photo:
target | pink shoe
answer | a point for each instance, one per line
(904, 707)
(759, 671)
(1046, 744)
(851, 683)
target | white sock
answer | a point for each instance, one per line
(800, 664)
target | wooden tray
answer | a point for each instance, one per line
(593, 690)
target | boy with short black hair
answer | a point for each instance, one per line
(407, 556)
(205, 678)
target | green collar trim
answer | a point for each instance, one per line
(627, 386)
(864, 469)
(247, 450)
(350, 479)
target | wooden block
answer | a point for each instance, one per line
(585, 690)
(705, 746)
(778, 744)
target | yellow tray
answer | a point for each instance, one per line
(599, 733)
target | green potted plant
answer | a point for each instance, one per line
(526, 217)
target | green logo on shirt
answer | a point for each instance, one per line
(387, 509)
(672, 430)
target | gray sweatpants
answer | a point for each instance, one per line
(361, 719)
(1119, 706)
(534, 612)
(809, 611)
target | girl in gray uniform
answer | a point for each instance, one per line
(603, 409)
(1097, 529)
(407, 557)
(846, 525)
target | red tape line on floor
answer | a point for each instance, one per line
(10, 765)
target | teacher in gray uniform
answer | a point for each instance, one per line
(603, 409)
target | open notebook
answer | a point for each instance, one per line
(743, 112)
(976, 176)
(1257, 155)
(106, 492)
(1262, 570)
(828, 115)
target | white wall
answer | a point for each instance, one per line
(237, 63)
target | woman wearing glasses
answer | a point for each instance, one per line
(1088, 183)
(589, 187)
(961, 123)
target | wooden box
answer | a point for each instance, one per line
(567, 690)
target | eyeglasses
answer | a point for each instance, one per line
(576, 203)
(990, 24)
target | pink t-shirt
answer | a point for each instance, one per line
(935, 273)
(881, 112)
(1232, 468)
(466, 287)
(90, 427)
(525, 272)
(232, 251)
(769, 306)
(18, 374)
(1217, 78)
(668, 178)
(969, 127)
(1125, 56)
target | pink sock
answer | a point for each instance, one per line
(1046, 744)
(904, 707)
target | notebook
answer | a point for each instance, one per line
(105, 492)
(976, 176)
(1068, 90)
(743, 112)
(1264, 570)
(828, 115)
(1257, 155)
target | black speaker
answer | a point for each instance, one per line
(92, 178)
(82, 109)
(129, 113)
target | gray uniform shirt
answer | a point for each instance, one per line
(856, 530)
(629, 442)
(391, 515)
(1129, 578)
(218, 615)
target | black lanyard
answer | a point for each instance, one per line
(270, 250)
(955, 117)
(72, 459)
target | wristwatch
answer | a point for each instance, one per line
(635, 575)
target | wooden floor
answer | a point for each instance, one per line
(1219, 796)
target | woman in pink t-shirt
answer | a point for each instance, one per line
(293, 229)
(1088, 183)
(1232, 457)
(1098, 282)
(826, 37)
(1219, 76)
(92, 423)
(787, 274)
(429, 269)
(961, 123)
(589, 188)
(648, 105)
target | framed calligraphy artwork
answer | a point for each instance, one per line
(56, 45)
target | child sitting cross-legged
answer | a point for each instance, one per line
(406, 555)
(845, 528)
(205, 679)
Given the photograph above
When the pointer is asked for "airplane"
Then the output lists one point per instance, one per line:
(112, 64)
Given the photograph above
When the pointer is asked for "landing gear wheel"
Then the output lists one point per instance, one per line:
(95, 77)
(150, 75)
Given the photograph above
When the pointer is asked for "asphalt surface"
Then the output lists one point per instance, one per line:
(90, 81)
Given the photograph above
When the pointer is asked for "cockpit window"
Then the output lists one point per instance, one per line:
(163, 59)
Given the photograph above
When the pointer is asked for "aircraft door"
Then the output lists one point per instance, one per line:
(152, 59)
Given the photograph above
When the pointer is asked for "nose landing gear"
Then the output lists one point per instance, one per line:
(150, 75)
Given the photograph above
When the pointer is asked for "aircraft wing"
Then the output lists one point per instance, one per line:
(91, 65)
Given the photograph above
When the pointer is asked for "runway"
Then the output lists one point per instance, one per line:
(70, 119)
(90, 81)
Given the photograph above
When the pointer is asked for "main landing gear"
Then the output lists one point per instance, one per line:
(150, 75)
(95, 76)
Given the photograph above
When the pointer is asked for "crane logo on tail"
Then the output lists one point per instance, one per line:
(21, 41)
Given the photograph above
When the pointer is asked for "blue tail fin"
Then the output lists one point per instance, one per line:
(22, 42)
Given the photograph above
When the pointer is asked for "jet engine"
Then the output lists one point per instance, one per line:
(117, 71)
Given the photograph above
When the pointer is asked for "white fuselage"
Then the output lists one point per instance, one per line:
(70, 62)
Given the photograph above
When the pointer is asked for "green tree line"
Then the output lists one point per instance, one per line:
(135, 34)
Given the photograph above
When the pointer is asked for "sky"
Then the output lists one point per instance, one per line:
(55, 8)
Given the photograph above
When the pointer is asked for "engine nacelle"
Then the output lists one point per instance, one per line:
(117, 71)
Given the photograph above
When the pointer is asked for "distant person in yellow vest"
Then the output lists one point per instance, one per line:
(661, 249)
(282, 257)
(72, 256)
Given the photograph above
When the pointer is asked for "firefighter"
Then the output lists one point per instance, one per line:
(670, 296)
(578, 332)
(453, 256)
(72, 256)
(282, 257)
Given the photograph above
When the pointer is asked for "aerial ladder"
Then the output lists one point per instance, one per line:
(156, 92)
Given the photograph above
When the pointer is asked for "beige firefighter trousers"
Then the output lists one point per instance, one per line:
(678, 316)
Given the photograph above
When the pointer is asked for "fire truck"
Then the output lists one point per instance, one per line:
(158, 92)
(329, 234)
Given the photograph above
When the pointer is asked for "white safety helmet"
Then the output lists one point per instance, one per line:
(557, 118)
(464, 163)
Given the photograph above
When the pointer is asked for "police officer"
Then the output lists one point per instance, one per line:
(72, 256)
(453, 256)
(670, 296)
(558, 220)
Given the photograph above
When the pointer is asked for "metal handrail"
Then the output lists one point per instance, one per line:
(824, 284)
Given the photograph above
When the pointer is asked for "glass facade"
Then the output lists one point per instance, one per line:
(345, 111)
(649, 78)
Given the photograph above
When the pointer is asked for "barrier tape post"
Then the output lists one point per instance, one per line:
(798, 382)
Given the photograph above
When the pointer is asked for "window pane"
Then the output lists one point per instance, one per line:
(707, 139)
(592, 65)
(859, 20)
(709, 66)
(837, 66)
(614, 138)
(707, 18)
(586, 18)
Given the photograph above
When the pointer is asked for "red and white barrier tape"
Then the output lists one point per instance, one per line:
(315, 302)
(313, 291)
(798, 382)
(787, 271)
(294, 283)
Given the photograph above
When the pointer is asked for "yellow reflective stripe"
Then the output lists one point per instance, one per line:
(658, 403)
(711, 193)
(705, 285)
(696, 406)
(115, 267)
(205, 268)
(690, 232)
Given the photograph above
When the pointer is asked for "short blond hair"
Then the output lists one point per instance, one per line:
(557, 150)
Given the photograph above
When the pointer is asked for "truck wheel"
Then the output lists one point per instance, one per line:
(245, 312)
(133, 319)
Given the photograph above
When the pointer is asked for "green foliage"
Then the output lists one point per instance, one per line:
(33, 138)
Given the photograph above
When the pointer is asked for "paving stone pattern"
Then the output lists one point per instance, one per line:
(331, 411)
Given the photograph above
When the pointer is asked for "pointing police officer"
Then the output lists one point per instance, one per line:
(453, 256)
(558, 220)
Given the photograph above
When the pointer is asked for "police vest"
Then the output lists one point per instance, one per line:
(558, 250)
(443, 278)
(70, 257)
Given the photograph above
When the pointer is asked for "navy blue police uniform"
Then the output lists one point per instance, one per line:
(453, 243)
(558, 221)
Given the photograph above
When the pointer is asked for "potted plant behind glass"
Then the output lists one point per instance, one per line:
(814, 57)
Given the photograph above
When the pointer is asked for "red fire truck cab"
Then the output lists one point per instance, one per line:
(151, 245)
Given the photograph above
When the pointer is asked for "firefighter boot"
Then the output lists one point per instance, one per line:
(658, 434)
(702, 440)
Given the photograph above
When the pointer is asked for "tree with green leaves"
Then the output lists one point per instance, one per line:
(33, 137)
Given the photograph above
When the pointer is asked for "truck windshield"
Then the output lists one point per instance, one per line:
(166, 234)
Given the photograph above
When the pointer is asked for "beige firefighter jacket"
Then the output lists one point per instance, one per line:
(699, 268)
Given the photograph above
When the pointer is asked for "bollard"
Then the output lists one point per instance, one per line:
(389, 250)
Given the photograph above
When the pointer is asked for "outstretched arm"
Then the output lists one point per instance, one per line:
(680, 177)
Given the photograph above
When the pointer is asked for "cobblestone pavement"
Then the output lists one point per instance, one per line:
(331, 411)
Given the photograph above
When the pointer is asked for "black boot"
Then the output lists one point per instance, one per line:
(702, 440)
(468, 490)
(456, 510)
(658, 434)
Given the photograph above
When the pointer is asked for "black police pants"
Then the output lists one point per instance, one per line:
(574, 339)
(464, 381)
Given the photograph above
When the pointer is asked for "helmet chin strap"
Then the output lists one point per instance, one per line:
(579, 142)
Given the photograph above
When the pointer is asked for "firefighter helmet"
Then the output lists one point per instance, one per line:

Instruction:
Show every line of the rows above that contains the string "police", counting only matches with the same case.

Solution to this problem:
When the pointer is asked for "police officer"
When the pointer is asked for "pointing police officer"
When the pointer is asked for "police vest"
When the pointer is asked for "navy blue police uniform"
When the pointer is asked for "black police pants"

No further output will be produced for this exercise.